(Provided data begins)

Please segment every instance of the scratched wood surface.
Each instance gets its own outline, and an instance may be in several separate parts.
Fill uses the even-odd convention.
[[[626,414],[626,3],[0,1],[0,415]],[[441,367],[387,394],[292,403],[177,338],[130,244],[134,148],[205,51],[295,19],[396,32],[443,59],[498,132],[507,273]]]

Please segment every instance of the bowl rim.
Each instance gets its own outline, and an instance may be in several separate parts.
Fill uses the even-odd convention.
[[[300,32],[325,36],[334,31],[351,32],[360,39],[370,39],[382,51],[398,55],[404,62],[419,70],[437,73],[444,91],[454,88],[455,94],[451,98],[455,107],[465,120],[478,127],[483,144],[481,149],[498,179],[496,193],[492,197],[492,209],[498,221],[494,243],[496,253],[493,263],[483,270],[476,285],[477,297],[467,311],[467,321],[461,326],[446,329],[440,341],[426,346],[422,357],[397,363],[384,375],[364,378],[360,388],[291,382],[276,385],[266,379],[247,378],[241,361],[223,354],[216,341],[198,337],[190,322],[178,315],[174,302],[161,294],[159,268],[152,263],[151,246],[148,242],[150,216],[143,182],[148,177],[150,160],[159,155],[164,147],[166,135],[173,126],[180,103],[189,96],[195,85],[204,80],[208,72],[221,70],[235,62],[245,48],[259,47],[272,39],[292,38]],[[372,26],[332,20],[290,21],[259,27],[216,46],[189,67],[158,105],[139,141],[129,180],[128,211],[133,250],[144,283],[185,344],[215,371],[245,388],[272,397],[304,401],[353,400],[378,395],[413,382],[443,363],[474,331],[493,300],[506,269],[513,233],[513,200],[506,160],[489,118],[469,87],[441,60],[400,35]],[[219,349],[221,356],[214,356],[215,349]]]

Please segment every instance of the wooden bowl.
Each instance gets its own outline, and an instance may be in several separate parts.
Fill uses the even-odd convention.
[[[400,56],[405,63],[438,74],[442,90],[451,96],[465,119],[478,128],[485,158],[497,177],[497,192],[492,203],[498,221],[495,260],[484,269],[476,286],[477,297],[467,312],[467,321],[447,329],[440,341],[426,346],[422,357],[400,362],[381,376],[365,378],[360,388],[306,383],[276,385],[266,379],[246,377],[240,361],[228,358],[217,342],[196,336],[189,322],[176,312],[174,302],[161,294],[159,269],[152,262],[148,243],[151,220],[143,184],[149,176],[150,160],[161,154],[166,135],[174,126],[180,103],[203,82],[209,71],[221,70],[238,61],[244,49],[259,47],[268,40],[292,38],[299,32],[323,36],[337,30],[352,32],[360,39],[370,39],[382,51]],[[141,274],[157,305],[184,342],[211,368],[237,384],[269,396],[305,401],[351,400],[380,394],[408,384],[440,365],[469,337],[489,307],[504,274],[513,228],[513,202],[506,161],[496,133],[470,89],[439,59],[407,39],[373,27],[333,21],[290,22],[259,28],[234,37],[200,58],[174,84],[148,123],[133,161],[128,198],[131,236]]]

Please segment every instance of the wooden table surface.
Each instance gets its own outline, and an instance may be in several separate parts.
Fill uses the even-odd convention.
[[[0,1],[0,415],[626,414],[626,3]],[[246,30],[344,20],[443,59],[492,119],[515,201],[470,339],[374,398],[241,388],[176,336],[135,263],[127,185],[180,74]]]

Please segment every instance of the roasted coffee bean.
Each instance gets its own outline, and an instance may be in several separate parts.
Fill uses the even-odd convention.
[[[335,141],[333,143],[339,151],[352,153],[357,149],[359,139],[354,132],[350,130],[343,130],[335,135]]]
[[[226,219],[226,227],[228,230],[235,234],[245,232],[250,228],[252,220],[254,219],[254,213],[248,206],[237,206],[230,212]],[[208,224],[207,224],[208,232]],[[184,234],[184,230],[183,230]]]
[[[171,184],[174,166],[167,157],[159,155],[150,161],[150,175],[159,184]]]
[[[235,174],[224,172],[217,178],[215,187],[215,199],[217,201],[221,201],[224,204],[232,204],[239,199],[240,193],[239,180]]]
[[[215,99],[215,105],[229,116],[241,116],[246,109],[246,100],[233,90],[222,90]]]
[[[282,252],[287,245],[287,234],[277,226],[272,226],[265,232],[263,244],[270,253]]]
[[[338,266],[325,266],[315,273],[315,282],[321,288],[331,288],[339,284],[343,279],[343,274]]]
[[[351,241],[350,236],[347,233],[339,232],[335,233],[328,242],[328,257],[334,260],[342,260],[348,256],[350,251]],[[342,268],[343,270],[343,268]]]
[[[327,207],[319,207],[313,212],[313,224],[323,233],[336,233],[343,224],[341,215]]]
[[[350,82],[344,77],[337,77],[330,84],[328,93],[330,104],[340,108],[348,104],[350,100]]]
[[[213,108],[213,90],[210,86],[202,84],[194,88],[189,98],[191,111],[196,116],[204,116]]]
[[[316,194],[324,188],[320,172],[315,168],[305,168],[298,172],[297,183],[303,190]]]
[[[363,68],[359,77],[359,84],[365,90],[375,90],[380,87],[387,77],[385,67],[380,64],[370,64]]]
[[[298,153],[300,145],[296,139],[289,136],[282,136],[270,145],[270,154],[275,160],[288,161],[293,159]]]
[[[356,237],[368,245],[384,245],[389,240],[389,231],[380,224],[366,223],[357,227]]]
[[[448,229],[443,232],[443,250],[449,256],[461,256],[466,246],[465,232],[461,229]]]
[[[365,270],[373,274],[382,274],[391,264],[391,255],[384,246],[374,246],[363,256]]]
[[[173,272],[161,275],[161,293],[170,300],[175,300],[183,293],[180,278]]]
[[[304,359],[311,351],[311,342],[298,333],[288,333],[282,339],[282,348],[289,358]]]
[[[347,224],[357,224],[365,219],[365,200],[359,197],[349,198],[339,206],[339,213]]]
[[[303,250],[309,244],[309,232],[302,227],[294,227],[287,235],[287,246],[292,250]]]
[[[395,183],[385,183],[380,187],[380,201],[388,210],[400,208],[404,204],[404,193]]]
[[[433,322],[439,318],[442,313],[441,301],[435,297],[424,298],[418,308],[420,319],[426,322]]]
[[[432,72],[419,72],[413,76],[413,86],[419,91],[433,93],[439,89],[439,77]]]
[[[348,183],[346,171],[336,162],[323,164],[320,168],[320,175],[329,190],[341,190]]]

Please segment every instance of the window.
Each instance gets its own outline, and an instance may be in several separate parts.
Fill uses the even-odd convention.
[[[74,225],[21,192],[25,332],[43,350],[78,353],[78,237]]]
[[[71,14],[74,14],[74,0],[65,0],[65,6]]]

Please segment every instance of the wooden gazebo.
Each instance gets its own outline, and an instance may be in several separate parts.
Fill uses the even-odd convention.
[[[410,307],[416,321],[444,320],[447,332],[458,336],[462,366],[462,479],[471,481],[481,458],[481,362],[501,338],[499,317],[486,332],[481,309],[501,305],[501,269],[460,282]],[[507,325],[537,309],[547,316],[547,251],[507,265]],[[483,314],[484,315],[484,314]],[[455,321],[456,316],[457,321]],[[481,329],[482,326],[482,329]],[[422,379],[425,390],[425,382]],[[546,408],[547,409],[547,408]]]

(Provided data ends)

## [Your instructions]
Which of the lines above mention the word "bowl"? Pull those lines out.

## [Solution to the problem]
Please segment every instance of the bowl rim.
Please segment every instance of the wooden bowl.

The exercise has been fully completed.